╭─ Task inputs

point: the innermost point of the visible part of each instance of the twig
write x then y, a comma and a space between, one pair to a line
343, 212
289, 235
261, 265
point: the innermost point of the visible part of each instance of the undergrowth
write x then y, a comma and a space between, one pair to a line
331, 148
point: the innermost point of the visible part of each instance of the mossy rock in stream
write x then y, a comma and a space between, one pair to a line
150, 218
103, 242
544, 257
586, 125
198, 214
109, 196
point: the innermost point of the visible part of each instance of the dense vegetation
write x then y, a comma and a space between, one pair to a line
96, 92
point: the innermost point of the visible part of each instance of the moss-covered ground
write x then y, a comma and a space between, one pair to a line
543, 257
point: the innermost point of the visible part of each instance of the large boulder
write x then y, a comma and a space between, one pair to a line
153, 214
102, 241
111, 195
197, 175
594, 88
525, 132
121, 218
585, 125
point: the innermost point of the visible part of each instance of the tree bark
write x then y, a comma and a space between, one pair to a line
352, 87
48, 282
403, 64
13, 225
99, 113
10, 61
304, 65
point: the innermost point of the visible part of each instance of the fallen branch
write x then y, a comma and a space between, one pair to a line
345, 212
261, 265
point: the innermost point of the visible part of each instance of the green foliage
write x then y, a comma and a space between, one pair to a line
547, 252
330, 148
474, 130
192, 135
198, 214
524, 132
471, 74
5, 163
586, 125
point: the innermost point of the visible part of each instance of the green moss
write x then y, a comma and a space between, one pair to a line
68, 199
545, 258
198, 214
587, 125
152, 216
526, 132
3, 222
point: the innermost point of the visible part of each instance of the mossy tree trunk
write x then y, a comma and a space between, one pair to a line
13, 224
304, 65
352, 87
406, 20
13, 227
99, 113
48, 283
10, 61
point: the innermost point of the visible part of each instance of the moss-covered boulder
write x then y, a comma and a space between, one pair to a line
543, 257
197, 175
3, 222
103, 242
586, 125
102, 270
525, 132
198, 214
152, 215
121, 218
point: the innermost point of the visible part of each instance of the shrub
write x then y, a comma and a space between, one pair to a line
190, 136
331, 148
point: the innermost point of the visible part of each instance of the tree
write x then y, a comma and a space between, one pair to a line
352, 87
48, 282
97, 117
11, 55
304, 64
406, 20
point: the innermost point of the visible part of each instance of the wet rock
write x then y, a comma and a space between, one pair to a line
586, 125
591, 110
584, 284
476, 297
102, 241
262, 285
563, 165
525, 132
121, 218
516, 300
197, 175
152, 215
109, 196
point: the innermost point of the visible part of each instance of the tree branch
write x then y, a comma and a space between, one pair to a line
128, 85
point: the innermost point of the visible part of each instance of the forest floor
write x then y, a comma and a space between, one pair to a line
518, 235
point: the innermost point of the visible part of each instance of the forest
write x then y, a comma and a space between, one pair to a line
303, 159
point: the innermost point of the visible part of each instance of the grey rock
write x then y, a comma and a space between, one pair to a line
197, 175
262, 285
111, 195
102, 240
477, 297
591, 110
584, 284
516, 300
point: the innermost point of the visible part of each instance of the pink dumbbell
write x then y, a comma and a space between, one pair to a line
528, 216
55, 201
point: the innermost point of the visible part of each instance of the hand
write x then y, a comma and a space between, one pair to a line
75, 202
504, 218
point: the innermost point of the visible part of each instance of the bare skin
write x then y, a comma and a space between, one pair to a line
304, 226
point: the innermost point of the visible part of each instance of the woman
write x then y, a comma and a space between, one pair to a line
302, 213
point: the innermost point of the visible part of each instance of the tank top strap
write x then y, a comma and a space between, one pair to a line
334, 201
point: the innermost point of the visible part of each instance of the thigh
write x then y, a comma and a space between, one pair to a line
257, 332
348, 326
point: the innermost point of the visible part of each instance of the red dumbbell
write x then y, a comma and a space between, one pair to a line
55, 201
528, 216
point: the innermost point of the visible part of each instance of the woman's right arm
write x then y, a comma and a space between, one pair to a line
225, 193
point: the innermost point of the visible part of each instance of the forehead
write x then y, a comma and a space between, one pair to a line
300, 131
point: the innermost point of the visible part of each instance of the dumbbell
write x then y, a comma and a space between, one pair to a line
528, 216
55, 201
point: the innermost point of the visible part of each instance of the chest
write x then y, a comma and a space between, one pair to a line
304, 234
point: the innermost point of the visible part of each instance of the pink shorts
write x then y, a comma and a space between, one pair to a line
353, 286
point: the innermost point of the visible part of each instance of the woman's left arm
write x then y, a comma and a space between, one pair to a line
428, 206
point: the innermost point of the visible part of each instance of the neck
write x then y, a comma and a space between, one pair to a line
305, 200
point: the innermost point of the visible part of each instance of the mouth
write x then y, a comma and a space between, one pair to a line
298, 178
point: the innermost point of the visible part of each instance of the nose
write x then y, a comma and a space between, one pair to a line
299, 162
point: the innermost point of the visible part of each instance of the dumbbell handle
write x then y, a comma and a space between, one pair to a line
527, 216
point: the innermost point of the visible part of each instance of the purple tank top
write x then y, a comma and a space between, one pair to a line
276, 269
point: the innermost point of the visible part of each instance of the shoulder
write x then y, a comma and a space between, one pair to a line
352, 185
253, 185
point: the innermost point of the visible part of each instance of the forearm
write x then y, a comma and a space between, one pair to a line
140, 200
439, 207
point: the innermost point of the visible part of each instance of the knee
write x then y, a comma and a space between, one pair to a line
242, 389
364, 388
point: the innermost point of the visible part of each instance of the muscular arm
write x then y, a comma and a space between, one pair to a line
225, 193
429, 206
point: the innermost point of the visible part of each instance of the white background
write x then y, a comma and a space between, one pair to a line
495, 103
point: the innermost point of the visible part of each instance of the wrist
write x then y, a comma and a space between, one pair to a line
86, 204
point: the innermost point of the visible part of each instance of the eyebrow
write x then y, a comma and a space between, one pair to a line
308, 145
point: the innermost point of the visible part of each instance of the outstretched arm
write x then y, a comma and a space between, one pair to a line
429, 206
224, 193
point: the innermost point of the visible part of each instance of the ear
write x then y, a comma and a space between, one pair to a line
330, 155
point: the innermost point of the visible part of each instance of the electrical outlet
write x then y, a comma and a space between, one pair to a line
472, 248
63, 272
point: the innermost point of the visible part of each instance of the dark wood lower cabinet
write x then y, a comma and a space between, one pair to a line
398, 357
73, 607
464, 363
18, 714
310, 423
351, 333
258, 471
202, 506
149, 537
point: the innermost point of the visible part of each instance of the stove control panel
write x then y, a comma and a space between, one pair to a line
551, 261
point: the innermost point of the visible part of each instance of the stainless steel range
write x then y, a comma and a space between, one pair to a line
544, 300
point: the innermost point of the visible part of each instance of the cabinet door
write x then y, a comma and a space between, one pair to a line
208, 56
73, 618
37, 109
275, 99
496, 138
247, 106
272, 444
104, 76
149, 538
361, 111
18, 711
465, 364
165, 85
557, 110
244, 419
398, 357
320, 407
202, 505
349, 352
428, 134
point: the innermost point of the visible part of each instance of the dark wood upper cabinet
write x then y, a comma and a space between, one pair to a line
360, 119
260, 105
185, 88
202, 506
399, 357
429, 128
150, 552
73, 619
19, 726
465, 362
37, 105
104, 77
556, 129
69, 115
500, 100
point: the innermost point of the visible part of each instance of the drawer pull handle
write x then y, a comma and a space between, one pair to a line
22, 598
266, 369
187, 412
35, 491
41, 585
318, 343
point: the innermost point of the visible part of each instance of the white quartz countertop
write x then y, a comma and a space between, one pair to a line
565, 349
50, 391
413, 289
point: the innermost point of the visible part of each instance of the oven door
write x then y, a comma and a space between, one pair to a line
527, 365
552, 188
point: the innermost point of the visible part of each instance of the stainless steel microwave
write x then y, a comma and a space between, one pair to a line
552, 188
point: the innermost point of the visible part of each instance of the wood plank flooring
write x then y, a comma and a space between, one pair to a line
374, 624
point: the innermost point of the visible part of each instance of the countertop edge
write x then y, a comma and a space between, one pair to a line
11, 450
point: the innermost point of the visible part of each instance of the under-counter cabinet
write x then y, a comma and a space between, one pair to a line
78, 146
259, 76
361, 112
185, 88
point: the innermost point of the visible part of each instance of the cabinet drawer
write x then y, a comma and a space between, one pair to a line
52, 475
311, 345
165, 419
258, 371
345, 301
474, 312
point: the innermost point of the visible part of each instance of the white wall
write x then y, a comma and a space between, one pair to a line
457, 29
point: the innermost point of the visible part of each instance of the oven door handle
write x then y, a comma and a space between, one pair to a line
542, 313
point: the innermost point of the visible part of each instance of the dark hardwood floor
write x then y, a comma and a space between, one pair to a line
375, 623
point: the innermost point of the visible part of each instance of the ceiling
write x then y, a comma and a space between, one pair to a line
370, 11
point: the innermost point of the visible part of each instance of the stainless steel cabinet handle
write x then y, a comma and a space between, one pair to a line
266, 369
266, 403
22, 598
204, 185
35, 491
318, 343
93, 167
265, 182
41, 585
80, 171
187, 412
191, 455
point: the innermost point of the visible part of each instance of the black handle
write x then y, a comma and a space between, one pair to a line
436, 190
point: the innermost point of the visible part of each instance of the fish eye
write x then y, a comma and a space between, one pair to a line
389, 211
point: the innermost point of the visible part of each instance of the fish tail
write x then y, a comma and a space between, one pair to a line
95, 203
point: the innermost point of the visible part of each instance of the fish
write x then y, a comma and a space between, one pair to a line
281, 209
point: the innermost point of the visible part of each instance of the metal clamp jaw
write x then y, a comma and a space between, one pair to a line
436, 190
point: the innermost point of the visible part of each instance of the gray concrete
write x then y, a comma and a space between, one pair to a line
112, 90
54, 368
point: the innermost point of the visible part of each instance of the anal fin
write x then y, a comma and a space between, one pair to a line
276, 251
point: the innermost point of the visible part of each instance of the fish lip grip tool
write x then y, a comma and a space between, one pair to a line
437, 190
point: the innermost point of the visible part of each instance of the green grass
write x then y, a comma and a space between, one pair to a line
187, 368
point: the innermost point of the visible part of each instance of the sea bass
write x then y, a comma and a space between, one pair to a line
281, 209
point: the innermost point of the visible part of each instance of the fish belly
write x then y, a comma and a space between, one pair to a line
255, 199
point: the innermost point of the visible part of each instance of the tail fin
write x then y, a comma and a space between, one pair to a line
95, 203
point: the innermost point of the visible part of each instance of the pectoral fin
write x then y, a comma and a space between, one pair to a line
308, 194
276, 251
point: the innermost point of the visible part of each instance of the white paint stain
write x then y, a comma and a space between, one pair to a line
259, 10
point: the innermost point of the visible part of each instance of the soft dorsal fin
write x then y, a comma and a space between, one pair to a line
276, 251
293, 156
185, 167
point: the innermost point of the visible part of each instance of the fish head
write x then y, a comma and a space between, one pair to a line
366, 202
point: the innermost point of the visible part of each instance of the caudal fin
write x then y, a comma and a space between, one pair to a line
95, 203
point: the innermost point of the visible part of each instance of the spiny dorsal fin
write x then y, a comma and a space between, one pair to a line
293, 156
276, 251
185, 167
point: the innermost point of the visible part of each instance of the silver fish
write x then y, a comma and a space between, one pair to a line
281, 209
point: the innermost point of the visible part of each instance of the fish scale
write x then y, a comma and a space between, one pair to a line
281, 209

╰─

What is expected: The lines that mention the word "drawer" should be pulled from the records above.

Exercise output:
point: the innermost point of the visible part of each instance of the drawer pull handle
point: the innermost point of the visible part of each instance of the cabinet drawer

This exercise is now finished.